- [PROBLEM]
Can you transcribe every line exactly and leave the pictures behind?

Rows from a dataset
====

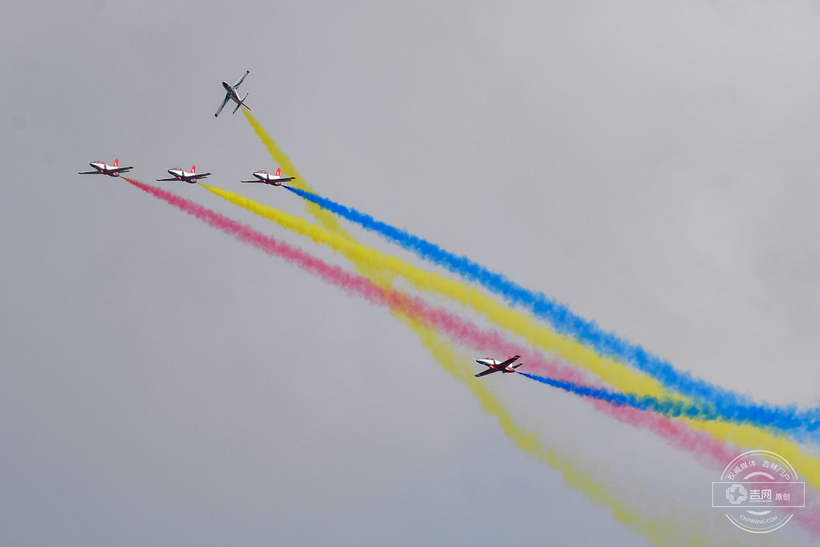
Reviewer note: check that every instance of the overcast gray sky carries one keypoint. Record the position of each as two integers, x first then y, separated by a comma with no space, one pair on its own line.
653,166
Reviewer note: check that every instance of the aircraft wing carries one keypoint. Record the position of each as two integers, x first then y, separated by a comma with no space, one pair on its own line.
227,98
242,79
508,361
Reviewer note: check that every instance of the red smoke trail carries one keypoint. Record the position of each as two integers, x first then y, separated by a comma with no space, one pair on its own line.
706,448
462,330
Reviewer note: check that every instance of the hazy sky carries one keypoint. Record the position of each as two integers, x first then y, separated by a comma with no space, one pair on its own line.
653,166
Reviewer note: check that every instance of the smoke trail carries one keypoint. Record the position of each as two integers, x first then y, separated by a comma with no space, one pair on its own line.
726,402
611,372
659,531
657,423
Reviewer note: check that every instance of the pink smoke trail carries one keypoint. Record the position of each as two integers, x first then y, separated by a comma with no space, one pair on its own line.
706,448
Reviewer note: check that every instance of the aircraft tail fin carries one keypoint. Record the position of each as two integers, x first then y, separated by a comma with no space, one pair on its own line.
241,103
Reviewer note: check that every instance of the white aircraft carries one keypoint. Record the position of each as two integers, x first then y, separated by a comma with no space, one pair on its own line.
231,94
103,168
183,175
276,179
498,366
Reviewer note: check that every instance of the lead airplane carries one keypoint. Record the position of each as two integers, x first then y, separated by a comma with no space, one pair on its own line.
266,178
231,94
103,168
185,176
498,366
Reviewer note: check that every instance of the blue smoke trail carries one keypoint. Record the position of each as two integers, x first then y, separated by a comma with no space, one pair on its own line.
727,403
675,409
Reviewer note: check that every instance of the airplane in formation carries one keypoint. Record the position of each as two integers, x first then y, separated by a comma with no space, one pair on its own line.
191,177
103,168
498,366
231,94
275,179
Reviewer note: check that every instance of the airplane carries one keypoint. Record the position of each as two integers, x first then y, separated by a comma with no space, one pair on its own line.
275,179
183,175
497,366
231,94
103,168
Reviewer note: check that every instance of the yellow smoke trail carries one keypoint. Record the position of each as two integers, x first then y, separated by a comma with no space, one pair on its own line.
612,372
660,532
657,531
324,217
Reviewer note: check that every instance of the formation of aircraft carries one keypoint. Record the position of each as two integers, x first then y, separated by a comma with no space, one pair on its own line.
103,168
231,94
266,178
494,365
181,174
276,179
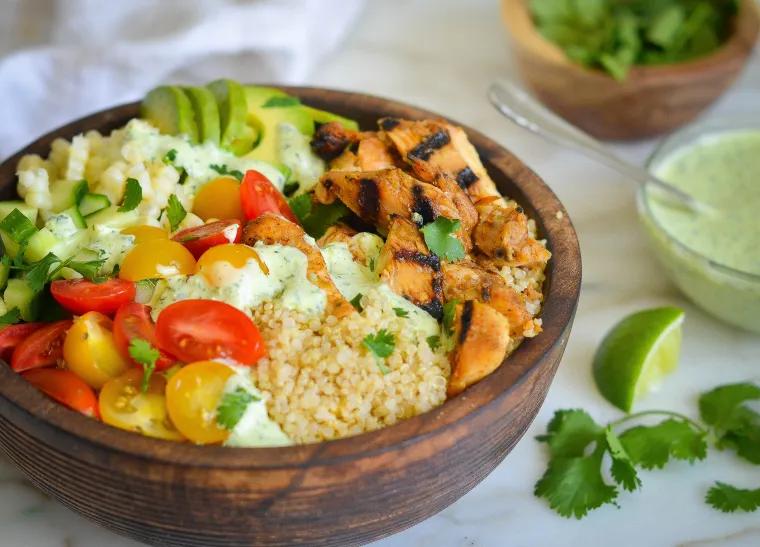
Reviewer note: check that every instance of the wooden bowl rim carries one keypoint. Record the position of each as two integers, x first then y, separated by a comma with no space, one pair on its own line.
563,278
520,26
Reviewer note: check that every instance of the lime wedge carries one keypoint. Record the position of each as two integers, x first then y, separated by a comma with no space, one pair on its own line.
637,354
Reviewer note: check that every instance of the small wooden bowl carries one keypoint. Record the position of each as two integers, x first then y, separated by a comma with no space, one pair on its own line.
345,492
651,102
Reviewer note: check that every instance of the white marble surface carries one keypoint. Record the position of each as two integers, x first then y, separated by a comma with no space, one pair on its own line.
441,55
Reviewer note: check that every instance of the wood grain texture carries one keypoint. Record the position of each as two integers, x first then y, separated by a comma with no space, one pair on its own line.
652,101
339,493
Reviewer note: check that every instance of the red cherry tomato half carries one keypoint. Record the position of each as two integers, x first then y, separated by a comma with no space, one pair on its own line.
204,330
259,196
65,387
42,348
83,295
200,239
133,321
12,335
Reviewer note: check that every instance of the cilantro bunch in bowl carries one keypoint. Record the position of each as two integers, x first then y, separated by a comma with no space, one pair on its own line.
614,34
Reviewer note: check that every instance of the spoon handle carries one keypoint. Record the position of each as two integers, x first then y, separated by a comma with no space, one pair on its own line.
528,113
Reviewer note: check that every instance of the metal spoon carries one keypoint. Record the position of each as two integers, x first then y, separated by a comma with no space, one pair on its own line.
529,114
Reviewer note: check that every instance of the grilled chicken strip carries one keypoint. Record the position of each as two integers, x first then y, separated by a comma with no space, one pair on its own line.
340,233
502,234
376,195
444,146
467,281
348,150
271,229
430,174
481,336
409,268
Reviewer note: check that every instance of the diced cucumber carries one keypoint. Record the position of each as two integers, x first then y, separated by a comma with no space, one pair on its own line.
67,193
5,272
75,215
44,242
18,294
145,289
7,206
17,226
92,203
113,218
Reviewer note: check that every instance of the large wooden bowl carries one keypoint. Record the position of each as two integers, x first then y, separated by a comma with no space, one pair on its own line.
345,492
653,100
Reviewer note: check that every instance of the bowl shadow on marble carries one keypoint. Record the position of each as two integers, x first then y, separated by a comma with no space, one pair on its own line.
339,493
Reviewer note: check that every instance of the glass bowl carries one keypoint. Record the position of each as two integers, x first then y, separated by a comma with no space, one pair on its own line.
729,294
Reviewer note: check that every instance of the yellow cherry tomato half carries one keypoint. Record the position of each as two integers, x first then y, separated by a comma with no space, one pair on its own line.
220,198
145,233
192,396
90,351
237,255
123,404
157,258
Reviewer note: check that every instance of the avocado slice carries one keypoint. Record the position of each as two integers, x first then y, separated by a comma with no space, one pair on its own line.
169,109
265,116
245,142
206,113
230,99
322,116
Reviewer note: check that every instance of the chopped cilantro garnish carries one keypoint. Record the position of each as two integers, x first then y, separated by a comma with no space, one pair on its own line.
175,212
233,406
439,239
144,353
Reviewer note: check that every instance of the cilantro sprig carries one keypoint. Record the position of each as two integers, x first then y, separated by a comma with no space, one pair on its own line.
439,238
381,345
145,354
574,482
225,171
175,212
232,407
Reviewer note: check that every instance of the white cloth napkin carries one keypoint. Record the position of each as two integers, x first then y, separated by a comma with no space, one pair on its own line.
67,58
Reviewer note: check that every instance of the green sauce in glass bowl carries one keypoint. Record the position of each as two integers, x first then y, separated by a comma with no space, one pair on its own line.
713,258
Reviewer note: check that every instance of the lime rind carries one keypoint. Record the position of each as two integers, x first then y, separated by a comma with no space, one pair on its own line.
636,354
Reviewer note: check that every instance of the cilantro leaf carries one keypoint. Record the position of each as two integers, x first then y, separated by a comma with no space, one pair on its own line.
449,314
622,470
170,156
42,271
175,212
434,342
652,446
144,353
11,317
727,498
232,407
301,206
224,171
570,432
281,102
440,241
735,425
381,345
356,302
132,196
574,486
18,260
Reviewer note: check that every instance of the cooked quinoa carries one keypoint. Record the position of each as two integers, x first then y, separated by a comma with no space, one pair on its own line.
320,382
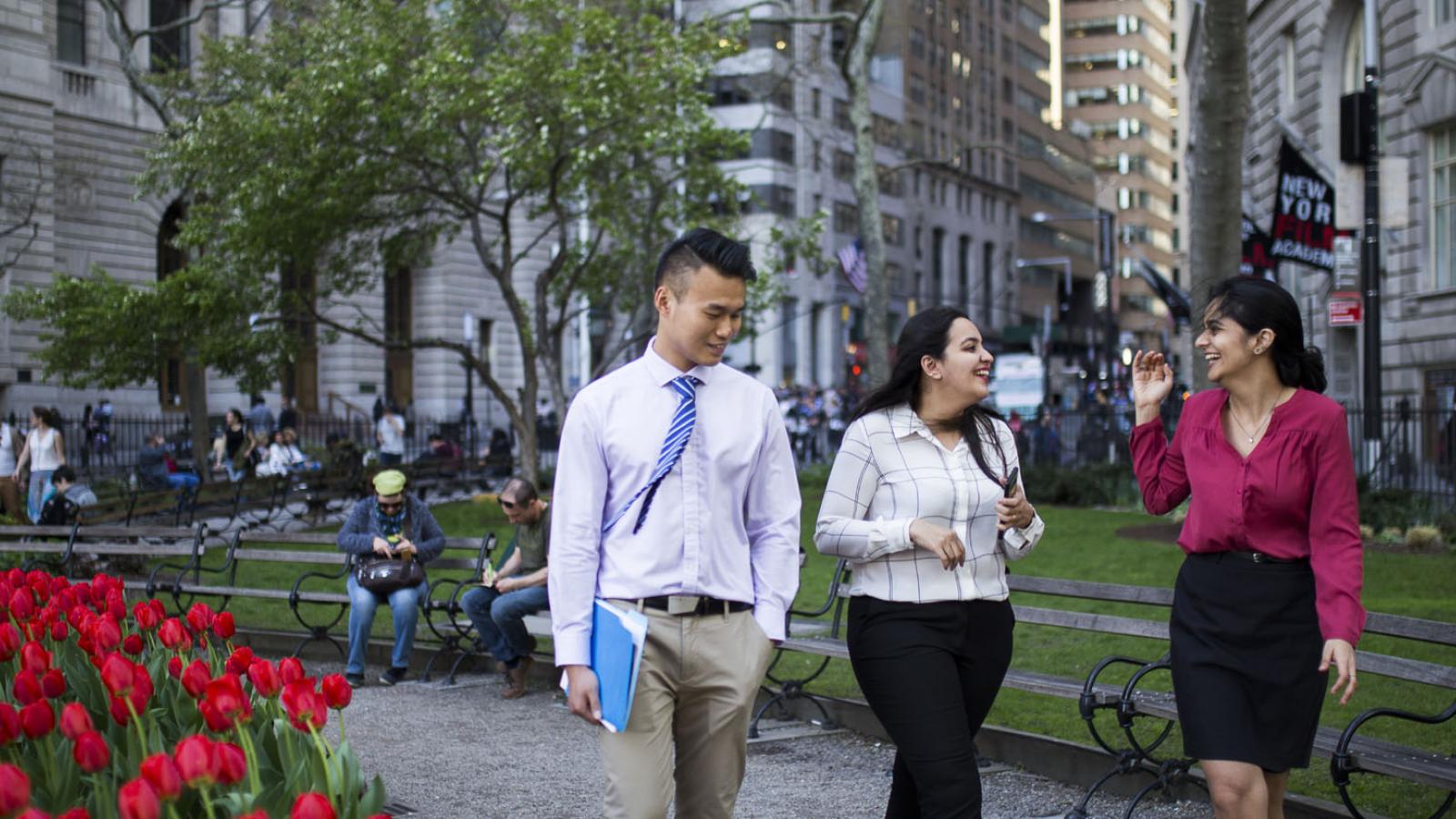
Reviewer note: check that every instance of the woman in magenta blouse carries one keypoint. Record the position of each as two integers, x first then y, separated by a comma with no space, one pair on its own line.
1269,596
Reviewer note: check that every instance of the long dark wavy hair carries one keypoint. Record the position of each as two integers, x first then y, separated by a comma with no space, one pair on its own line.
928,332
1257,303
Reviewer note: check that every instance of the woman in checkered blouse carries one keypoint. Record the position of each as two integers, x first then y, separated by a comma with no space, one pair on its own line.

====

- [SOLUTION FOR THIS EXERCISE]
Reviewer note: check that every instance of the overcast gray sky carries one keypoint. Record the position of each as two integers, x first then y, separated by a comma with no space, one pair on its own line.
653,166
Reviewer note: check that every instance of the aircraft wing carries one keypoint. Record the position of each as two integers, x first then y, separated by a comma with no space, one pair on its own line.
227,98
242,79
508,361
Reviewer note: check that every instance of the red smoke trail carries one keypoint. Record the position of each as two integers, x first then y, separated by a comma with no space, one pair on its own line.
706,448
462,330
Reviewer note: check that every instance of the hazy sky carries one keypoint. Record the position of each as two integers, x first then y, separated by a comma with no space, one pair on its own line.
653,166
Reviewer note: check that every instance of the smoke trail carries one keypoint. Record the position of each as two integers, x first then y, separated by a comma with no space, one pair on its own line.
726,402
611,372
659,531
657,423
Reviewer note: check that every instance of the pink smoke trail carries one keypoint. Record the position of each as two integers, x first then y, separated by a comma with no space, one pair on its own line.
706,448
Reviewer note: check that every instance of the aircraft tail fin carries one keypoint. Record the position of each as two integers, x first then y, separated by a comma with no space, one pair on its own line.
241,103
Reviewer note: check that every instance of the white aircraft carries one keypoint. Record the position of each as two integers, x first then y, separated by a comma with no space, one pair on its own line.
231,94
103,168
183,175
276,179
498,366
Reviewer note: check that every instance of the lead airplane carries one keypoint. Record the position of each as two integers, x first then y, separated by a comma with no space, one pair on its own line.
266,178
231,94
103,168
185,176
498,366
Reviewer note: check that every instance of the blue smoke trail carries one keypoint. Record the position of each as two integers, x first then y, separated by a comma with no space, one pair on its own line.
727,403
675,409
Reviewer note: check that every instance of the airplane in formation carries one keypoint. Record the position of each as two integers, x first then y, separated by a comma with no space, one pair on its own line.
191,177
103,168
498,366
231,94
275,179
Reviewer note: check that every instance of the airplane carries one keypoint. Record the position of each as two integers, x first then y, separated by a comma with no space, one pair on its own line.
275,179
183,175
497,366
231,94
103,168
Reviewer note: check that every instance of the yellow smoke trail carries one keypoint. Record the position of each as two integers, x first then y, separated by a comma with no space, one pair on its own line.
612,372
660,532
657,531
324,217
Reviewer note: check that every instance of the formation of aircraft carries one keypoint. Record the position of each as two integers, x first then y, separated by a comma with no space, one pair on its own line.
103,168
231,94
266,178
494,365
181,174
276,179
Reviewer note: check that every instance of the wooden bowl rim carries one keypoint. Record the position of each as two integers, x first then y, separated by a comma with no space, one pair on its own line.
563,278
520,26
Reviewer note: check that every instance of the lime wedge carries one keypoint. Record the position of each as two integers, x first then y, separated by a comma with no space, one pair on its own line.
637,354
Reviewer note: check that every instance of the small wooden bowl carries one keypoint. Record the position of each as two integers, x first then y, separated by a comma with no space, one pair on its own line.
345,492
651,102
Reviewer note: check that every instance of the white marble surface carries one keypoint. Record the position of each as two integers, x first then y, separated by a comma with no space, one pair on its own line.
441,55
Reviewer note: check that every instance of the wood grain texture carries one keypoint. Record the position of each as two integers, x first then y, separated by a comma with no space, one pair on its own line.
652,101
339,493
Reviewer note: check that every instance of the red cherry tomato half carries one keypoint. Record the position of each as two integers, x first then y, separated by a comma with no space, one pair on its own line.
204,330
259,196
65,387
42,348
83,295
200,239
133,321
12,335
Reviewer note: check that every instance of the cilantro bunch in bowl carries one keypoint. Record the position of each as two integers, x first then y, separated by a comma with no space, one pair on its own line.
614,34
Reviewer note: check that every instance of the spoon handle carries one keypoint. Record the position of each as two integers, x first then y, separated by a comma with no space, one pair on its own line.
528,113
Reviewer note: check that every instance of the metal spoon carries one keypoint. Record the position of each as two integers, x first then y, separated by a comma with no space, one pair on its own line.
529,114
Reviewer note: check that every instance of the grilled chicken strip carries one keypoint. Record the position of each as two integers, x first then y, separated by a comma with no space, one pair on its own line.
340,233
502,234
376,195
444,146
467,281
348,150
271,229
430,174
481,336
409,268
Reviewer note: check that every instance of the diced cucumber carries one keypoint. Record the position of each as two integers, x first then y, separated by a comma with no space, one pair on its own line.
67,193
5,272
75,215
44,242
18,294
145,289
7,206
17,226
92,203
113,218
Reviewer note: check that every instance of the large wooden bowl carries one keypoint. Record the position of each as two integers, x first then y, separated by a comma with no space, one pair on its own line.
345,492
653,100
Reviewer note: check that every instance of the bowl shadow on marble carries one keypoint. Record the position of each as two integers, x first then y, separated by a comma with no space, one pair on its own line.
339,493
Reviewer note: check that every instance of the glass bowl carries one keypoint. Record the position of each as two integers, x first then y, separated by a comma with no space, one pair on its own line.
729,294
Reviewer note: check that every instance of the yellow cherry tomato half carries one keypoint. Record the position of each as two integers, x first then y, separated by a comma with no space, one pair on its own line.
220,198
145,233
192,396
90,351
237,255
123,404
157,258
Reviewer note: check that every instance of the avocado slice carries one keypoint. Record the position of each as two integers, x first then y, separated by a comma with no space, one pair on its own line.
169,109
265,116
245,142
206,113
230,99
322,116
Reviewer note: check that every instance of the chopped cilantro garnish carries one keypoint. Record the position of each as two integers, x first then y, separated by a comma with no space, one pair on its own line.
175,212
233,406
439,239
144,353
Reviewer note: check that every instance of the cilantro sprig carries one keypoint. Record the position of each as two integers, x first then y, separated by a comma with no space, one pair on its own line.
439,238
381,345
145,354
574,482
225,171
175,212
232,407
Reviewer note: check that every instance of the white cloth napkin carries one keypoint. Record the position of each as two integers, x first then y, separated by a comma with no space, one pair on its own line.
67,58
Reviewer note: check that every instance of the green sauce in glass bowl carries one keypoint. Record the position of each as two integers, x first then y, separated by a comma with no space, one pair on its own line.
713,258
Reviewer note: check that every instance of the lime rind carries one keypoint. Record the position of each as two integers, x first then y, separated by a comma with no space, one pair on its own line.
636,354
Reviewer note: check that every instance of the cilantro leaf carries one keypoint. Record the position of each as two integers, x first then y, separated by a comma with no space, one pair on its own line.
449,314
622,470
170,156
42,271
175,212
434,342
652,446
144,353
11,317
727,498
232,407
301,206
224,171
570,432
281,102
440,241
735,425
381,345
356,302
132,196
574,486
18,260
Reviewer note: check that every instance of the cooked quinoa carries one keypoint. Record the position of each as two integers, x first then y, separated by a comma with no space, one pair on its own line.
320,382
Reviewer note: check that every instance of the woman in magenta blouse carries one keypoint. Record the position of each as two integers, x first then y, separated by a comma with no space, one pair on its own line.
1269,596
Reviewer note: check that every instance of the long dark wavy hair carries one keypoint. Record the position of each as two integers, x first then y, separated by a comma with no space, one pair on its own line.
928,332
1257,303
Reviewer note: check that every instance of the woman in checkered blouse carries one keypoint. Record the position of each as two integers, x first then y, separated by a comma with no space, one pair on its own line.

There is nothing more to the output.